Reproduce only the lines of the data starting at the line that contains "each distant hill." and ending at the end of the data, with "white cloud" changed to "cumulus cloud" and nothing else altered.

# # #

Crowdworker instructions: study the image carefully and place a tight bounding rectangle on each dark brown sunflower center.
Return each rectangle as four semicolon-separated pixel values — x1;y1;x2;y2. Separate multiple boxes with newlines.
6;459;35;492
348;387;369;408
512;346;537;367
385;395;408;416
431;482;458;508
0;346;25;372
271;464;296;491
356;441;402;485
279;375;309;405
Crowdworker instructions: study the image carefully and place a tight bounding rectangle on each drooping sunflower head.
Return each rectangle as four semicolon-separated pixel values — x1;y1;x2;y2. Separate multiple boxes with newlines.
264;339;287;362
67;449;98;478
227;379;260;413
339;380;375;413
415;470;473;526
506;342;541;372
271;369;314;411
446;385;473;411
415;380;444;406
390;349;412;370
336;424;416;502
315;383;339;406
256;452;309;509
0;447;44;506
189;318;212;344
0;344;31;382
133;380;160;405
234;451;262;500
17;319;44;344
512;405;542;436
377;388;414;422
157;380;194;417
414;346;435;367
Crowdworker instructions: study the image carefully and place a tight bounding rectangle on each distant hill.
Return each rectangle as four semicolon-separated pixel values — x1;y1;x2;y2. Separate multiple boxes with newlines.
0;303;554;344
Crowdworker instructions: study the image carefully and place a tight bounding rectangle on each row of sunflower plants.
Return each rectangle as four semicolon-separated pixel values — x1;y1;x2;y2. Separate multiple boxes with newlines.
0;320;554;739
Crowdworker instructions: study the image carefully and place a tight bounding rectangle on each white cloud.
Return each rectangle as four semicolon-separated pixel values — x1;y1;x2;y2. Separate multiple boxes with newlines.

# # #

Exercise output:
Crowdworker instructions: study the image carefully and place a tight bounding rectangle on each distant hill.
Return each rectangle as four semicolon-separated pixel values — x1;y1;x2;y2. Separate multiple boxes with newlines.
0;303;554;344
Crowdworker instructions: study the image carefully and place a tight bounding rectangle on each row of sunflower plants.
Return each rectangle as four semicolon-separated pixel values — x1;y1;x2;y2. Separate multiple boxes with newlines.
0;320;554;739
Crowdworker instructions: study the image carefully and place a tight bounding rectangle on each cumulus cloud.
Return each rectangle as four semicolon-separated pixel values — x1;y1;x2;y2. Separate multiple boxes with newlines.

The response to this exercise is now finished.